**** PASSAGE EXTRAIT

Une nouvelle naissance, une nouvelle création, car la totalité
nouvelle que nous formons par l'amour est quelque chose
d'autre et de plus que l'addition des forces de chacun.
L'émergence de ce radicalement nouveau que l'on ne peut
« déduire » à partir de chacun des éléments, mais seulement
produire par leur rencontre, est une forme plus haute encore
de l'expérience de la transcendance et qui naît de la première
sortie de moi dans l'amour. La première ébauche de la transcendance
était le dépassement de ses propres frontières. La
seconde est celle de l'émergence de ce qui est radicalement nouveau
et ne peut se réduire à la somme ou à l'addition des
parties.
Le surgissement de cette présence à laquelle on ne peut assigner
un mot ni un concept est, pour la raison simplement
déductive, un mystère sinon un scandale.
Elle a pourtant sa source dans l'amour, cette polarité spécifiquement
humaine du sexe et du sacrifice.
Cette unité, racine de l'humain, doit être préservée contre
tout dualisme : ni sexualité sans amour, ni défiance du sexe.
La sexualité sans amour est un produit de l'individualisme
mutilant pour lequel tout ce qui n'est pas « moi » est un moyen
de ma jouissance et de mon pouvoir.
Cet usage de la sexualité est comparable à celui de la drogue
comme jouissance solitaire et puissance illusoire. La forme
actuelle de la publicité pour les préservatifs illustre cette dégradation.

********

→ CONSIGNE:
Recopiez le passage sur l'amour et la transcendance en commençant par « Le surgissement de » et en poursuivant jusqu'à « sinon un scandale. ».

**** MATÉRIEL EXTRAIT

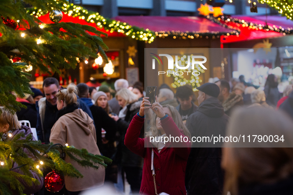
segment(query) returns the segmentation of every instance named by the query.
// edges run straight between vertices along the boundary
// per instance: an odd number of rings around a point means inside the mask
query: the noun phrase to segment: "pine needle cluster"
[[[2,135],[0,134],[0,137]],[[40,141],[32,141],[32,139],[31,135],[25,137],[23,133],[20,133],[11,139],[0,141],[0,194],[12,194],[11,190],[22,194],[24,188],[20,180],[28,186],[39,184],[30,170],[42,176],[42,169],[50,167],[69,177],[83,177],[71,164],[63,159],[65,155],[86,168],[98,169],[107,167],[112,162],[107,157],[91,154],[85,149],[78,149],[74,146],[53,143],[43,145]],[[19,169],[22,174],[12,171],[16,169]]]
[[[24,71],[28,65],[43,72],[59,73],[59,69],[75,68],[77,58],[97,57],[98,52],[108,62],[104,51],[108,48],[101,37],[107,34],[79,24],[44,24],[27,11],[33,7],[65,11],[63,4],[67,3],[65,0],[0,0],[0,105],[10,111],[22,106],[13,93],[20,97],[31,94],[30,75]],[[3,22],[9,19],[17,23],[15,30]],[[13,63],[16,57],[21,63]]]

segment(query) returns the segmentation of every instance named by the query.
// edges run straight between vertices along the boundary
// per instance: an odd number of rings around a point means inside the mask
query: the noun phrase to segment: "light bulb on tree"
[[[103,58],[101,55],[99,55],[99,57],[95,59],[95,63],[96,64],[102,65],[103,63]]]
[[[27,68],[25,69],[26,72],[30,72],[33,70],[33,66],[31,65],[29,65],[27,66]]]
[[[109,60],[109,63],[105,65],[104,67],[104,72],[107,74],[111,75],[114,73],[114,66],[111,60]]]

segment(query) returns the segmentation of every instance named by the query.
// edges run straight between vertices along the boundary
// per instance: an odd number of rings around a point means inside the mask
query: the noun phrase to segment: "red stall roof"
[[[230,20],[227,20],[228,18]],[[278,16],[233,15],[225,18],[221,22],[231,27],[239,29],[240,32],[238,36],[222,37],[221,43],[224,44],[283,37],[287,34],[292,33],[293,30],[293,21],[287,20],[286,17]],[[248,27],[242,26],[245,23]],[[263,28],[267,24],[270,30]],[[261,27],[262,29],[249,28],[251,25],[252,27]]]
[[[39,16],[38,19],[46,24],[52,24],[54,23],[50,20],[49,13]],[[88,22],[86,21],[86,20],[83,20],[82,19],[79,19],[77,17],[73,17],[72,16],[69,16],[67,14],[64,14],[64,13],[63,13],[63,17],[62,18],[60,22],[72,22],[74,23],[78,23],[84,25],[85,25],[91,26],[96,28],[98,30],[107,33],[108,35],[108,37],[126,37],[126,35],[123,33],[118,33],[115,31],[114,31],[113,33],[111,33],[109,31],[107,31],[105,30],[104,28],[99,28],[97,26],[96,23]],[[92,34],[92,35],[94,35],[91,33],[90,34]]]
[[[212,33],[230,33],[233,29],[224,28],[204,17],[172,16],[117,16],[116,20],[155,32],[179,31]]]

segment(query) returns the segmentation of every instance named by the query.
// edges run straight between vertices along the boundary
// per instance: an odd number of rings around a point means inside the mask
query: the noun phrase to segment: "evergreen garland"
[[[0,134],[2,137],[2,134]],[[23,186],[19,181],[23,180],[28,185],[38,184],[38,181],[32,178],[30,170],[41,175],[41,169],[50,167],[56,171],[69,177],[80,178],[83,176],[70,163],[67,163],[60,156],[66,155],[83,167],[92,167],[98,169],[107,167],[112,160],[99,155],[89,153],[86,149],[77,149],[73,146],[63,146],[59,144],[42,144],[41,141],[32,141],[32,136],[25,138],[23,133],[16,135],[11,139],[0,141],[0,194],[12,194],[11,190],[18,194],[22,194]],[[24,152],[29,151],[29,156]],[[45,155],[46,154],[46,155]],[[32,156],[34,158],[32,158]],[[35,159],[35,160],[34,160]],[[19,165],[12,168],[13,163]],[[19,168],[23,173],[20,174],[12,169]]]
[[[0,105],[10,111],[17,111],[22,106],[11,92],[21,97],[24,97],[23,93],[31,93],[29,75],[23,71],[27,66],[43,72],[48,72],[50,68],[53,73],[59,73],[60,69],[74,68],[78,57],[97,57],[98,51],[108,62],[104,51],[108,47],[101,38],[107,36],[106,33],[73,23],[44,25],[28,13],[25,7],[27,3],[44,11],[50,11],[52,7],[63,10],[63,4],[67,2],[65,0],[0,0]],[[4,24],[9,19],[17,23],[16,30]],[[16,57],[20,58],[22,63],[13,63],[12,60]]]

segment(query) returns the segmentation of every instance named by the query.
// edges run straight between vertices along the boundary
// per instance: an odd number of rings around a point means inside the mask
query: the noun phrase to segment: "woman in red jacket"
[[[164,192],[171,195],[186,195],[185,171],[191,145],[190,134],[176,109],[170,105],[162,106],[156,97],[157,102],[151,107],[155,114],[151,121],[150,130],[145,138],[139,138],[145,112],[151,105],[148,98],[143,98],[139,112],[132,119],[124,140],[125,145],[131,151],[144,158],[140,194]],[[182,142],[165,143],[165,136],[181,138]],[[161,137],[162,141],[157,142],[161,141]]]

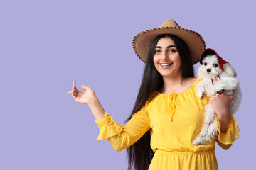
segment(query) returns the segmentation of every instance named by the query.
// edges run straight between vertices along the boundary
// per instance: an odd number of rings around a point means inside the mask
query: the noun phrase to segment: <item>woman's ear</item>
[[[223,69],[230,76],[235,77],[237,76],[235,70],[229,63],[225,63],[223,64]]]

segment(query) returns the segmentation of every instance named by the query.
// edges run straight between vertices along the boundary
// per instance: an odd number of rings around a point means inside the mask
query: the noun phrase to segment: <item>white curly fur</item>
[[[198,96],[201,98],[204,93],[208,97],[210,97],[213,94],[222,89],[224,89],[228,95],[234,93],[233,99],[230,104],[230,112],[231,114],[235,113],[238,110],[242,100],[242,93],[239,86],[239,82],[235,78],[237,75],[235,69],[229,63],[225,63],[223,64],[223,70],[222,70],[215,55],[207,55],[202,62],[203,64],[199,67],[198,69],[198,78],[202,79],[202,81],[197,84]],[[207,64],[205,64],[205,63]],[[208,72],[207,71],[208,69]],[[218,76],[220,77],[220,79],[218,78]],[[218,82],[214,85],[212,84],[213,77],[218,79]],[[211,142],[218,135],[215,113],[210,103],[205,106],[205,120],[203,128],[198,135],[192,142],[195,145]]]

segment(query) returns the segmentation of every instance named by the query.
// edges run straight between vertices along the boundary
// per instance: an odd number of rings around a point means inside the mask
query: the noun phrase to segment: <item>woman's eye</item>
[[[174,49],[171,49],[169,52],[176,52],[176,50]]]

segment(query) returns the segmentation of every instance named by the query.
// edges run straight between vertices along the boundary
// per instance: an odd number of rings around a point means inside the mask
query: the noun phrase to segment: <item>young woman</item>
[[[193,64],[205,49],[201,36],[166,20],[158,28],[137,34],[134,50],[146,62],[139,94],[124,126],[103,109],[94,91],[73,82],[73,98],[90,106],[100,128],[97,140],[107,139],[116,150],[128,148],[129,169],[218,169],[215,140],[193,145],[204,120],[204,106],[216,113],[218,144],[228,149],[238,138],[229,106],[233,96],[196,96],[198,78]],[[216,81],[215,79],[215,81]]]

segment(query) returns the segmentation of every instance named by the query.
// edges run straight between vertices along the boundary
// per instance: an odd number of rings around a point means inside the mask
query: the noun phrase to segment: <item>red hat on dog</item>
[[[223,70],[223,64],[225,63],[228,63],[228,62],[225,61],[222,57],[220,57],[220,56],[219,56],[217,54],[217,52],[213,49],[211,49],[211,48],[207,48],[203,52],[203,53],[201,54],[200,59],[199,59],[200,64],[201,65],[203,65],[203,62],[202,62],[203,59],[204,59],[206,57],[206,55],[210,55],[210,54],[215,55],[217,56],[217,60],[218,60],[218,63],[220,64],[220,69],[222,70]]]

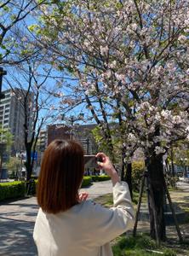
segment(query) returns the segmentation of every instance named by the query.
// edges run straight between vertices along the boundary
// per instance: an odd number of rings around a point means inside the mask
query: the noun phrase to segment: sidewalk
[[[83,189],[94,199],[112,193],[111,181],[94,183]],[[36,197],[0,205],[0,255],[37,255],[32,239],[32,231],[38,207]]]

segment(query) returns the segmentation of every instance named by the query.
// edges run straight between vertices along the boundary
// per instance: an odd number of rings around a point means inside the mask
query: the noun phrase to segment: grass
[[[182,189],[169,189],[170,196],[174,205],[179,206],[186,212],[186,220],[184,224],[180,225],[182,230],[187,230],[187,223],[189,223],[189,196],[186,191]],[[138,202],[139,193],[134,192],[133,202],[135,207]],[[143,193],[142,202],[147,201],[146,191]],[[103,205],[104,207],[112,207],[112,195],[107,194],[95,199],[95,201]],[[175,229],[175,227],[173,226]],[[147,230],[144,230],[147,232]],[[171,233],[170,233],[171,234]],[[189,256],[189,241],[186,237],[185,242],[179,243],[175,231],[174,236],[168,234],[169,239],[162,243],[160,247],[157,247],[154,240],[151,239],[146,234],[138,234],[135,238],[132,236],[120,236],[112,241],[113,255],[114,256]]]
[[[187,250],[189,247],[185,245],[184,247]],[[154,240],[151,239],[146,234],[140,234],[136,237],[132,236],[125,236],[123,235],[113,241],[112,251],[114,256],[176,256],[176,255],[189,255],[186,251],[182,253],[180,248],[170,247],[168,243],[163,243],[160,247],[158,247]]]

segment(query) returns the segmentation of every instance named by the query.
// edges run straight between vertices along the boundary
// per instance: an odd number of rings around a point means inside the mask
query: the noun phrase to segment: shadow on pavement
[[[32,239],[34,222],[0,217],[0,255],[37,255]]]

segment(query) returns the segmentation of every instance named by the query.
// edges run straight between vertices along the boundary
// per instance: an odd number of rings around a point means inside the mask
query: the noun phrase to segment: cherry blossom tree
[[[40,11],[38,44],[76,79],[70,88],[86,102],[110,150],[112,119],[124,161],[143,149],[151,236],[164,240],[162,156],[189,139],[188,1],[67,0]]]

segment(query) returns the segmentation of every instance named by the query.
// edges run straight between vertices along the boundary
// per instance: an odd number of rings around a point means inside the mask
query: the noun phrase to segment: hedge
[[[90,176],[84,176],[83,183],[82,183],[82,188],[88,187],[92,184],[92,178]],[[37,180],[32,180],[32,186],[30,189],[30,194],[31,195],[36,195],[36,187],[37,185]]]
[[[15,181],[0,183],[0,201],[24,197],[25,192],[24,182]]]
[[[92,177],[90,176],[84,176],[82,183],[82,188],[88,187],[91,184],[92,184]]]
[[[100,176],[91,176],[93,182],[100,182],[111,179],[110,176],[107,175],[100,175]]]
[[[82,188],[88,187],[92,184],[93,181],[103,181],[108,180],[110,177],[106,175],[103,176],[84,176]],[[37,185],[37,180],[32,181],[32,186],[30,189],[30,195],[36,195],[36,187]],[[24,197],[26,194],[26,183],[25,182],[10,182],[0,183],[0,201],[8,199],[17,199]]]

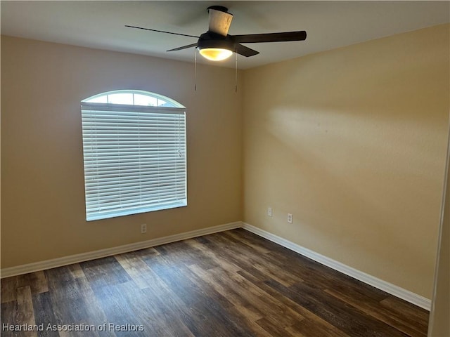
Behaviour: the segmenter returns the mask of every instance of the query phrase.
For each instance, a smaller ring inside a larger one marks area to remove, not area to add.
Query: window
[[[140,91],[82,101],[88,221],[187,205],[186,109]]]

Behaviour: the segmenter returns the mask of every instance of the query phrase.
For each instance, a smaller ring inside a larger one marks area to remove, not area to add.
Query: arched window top
[[[116,90],[102,93],[82,102],[103,104],[125,104],[145,107],[185,107],[178,102],[158,93],[142,90]]]

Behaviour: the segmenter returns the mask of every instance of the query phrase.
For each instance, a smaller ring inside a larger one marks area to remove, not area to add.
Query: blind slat
[[[183,109],[83,103],[88,220],[186,206]]]

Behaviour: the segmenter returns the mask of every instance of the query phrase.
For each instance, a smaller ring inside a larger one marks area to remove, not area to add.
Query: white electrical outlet
[[[143,234],[146,232],[147,232],[147,224],[143,223],[142,225],[141,225],[141,234]]]
[[[269,207],[267,209],[267,215],[269,216],[272,216],[272,208],[271,207]]]

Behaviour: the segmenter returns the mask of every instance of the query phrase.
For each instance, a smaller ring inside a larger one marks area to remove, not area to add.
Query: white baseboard
[[[391,283],[380,279],[365,272],[361,272],[358,270],[349,267],[347,265],[338,262],[330,258],[327,258],[323,255],[311,251],[307,248],[302,247],[297,244],[294,244],[285,239],[280,237],[277,235],[271,234],[269,232],[263,230],[257,227],[252,226],[245,223],[242,223],[242,227],[245,230],[252,232],[260,237],[262,237],[268,240],[280,244],[283,247],[288,248],[291,251],[294,251],[299,254],[311,258],[314,261],[319,262],[323,265],[330,267],[330,268],[338,270],[346,275],[351,276],[352,277],[359,279],[367,284],[375,286],[378,289],[386,291],[391,295],[394,295],[396,297],[405,300],[411,303],[413,303],[418,307],[423,308],[428,311],[431,308],[431,300],[425,297],[420,296],[416,293],[409,291],[406,289],[404,289],[398,286],[392,284]]]
[[[219,225],[218,226],[209,227],[201,230],[193,230],[174,235],[169,235],[167,237],[153,239],[150,240],[136,242],[134,244],[124,244],[117,247],[108,248],[105,249],[100,249],[95,251],[89,251],[87,253],[82,253],[80,254],[71,255],[63,258],[53,258],[44,261],[36,262],[33,263],[27,263],[26,265],[18,265],[16,267],[11,267],[8,268],[3,268],[0,270],[0,275],[1,278],[9,277],[11,276],[16,276],[28,272],[37,272],[45,269],[55,268],[63,265],[71,265],[79,262],[87,261],[95,258],[104,258],[112,255],[127,253],[129,251],[137,251],[145,248],[153,247],[160,244],[169,244],[176,241],[185,240],[192,237],[201,237],[208,234],[217,233],[224,230],[233,230],[241,227],[242,223],[231,223],[225,225]]]

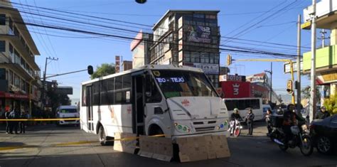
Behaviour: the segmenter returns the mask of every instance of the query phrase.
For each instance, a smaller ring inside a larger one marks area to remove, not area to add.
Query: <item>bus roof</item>
[[[92,80],[85,81],[85,82],[82,82],[81,85],[83,85],[85,84],[94,82],[98,80],[114,77],[119,76],[122,75],[132,73],[132,72],[134,72],[140,71],[143,70],[189,70],[189,71],[203,72],[203,71],[200,68],[193,68],[190,66],[175,65],[147,65],[141,66],[140,68],[133,68],[133,69],[123,71],[121,72],[109,75],[104,76],[99,78],[95,78]]]
[[[59,107],[60,109],[77,109],[77,107],[72,106],[72,105],[64,105],[64,106],[61,105]]]

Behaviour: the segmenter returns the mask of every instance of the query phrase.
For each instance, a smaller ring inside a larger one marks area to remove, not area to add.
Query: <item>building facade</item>
[[[0,110],[9,107],[28,110],[29,99],[38,105],[40,55],[19,11],[0,1]]]
[[[153,35],[141,31],[130,44],[132,52],[132,68],[136,68],[149,64],[150,47],[153,43]]]
[[[304,10],[302,28],[311,28],[310,15],[311,6]],[[316,83],[321,86],[322,97],[334,95],[337,85],[337,1],[322,0],[316,4],[316,28],[330,30],[330,45],[322,43],[316,50]],[[303,71],[310,73],[311,69],[311,52],[303,54]],[[321,100],[323,103],[323,100]]]
[[[199,68],[219,85],[219,11],[168,11],[154,25],[150,64]]]
[[[132,69],[132,61],[124,60],[122,66],[123,67],[123,71],[131,70]]]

********

→ LA SOLUTION:
Le surgissement de cette présence à laquelle on ne peut assigner
un mot ni un concept est, pour la raison simplement
déductive, un mystère sinon un scandale.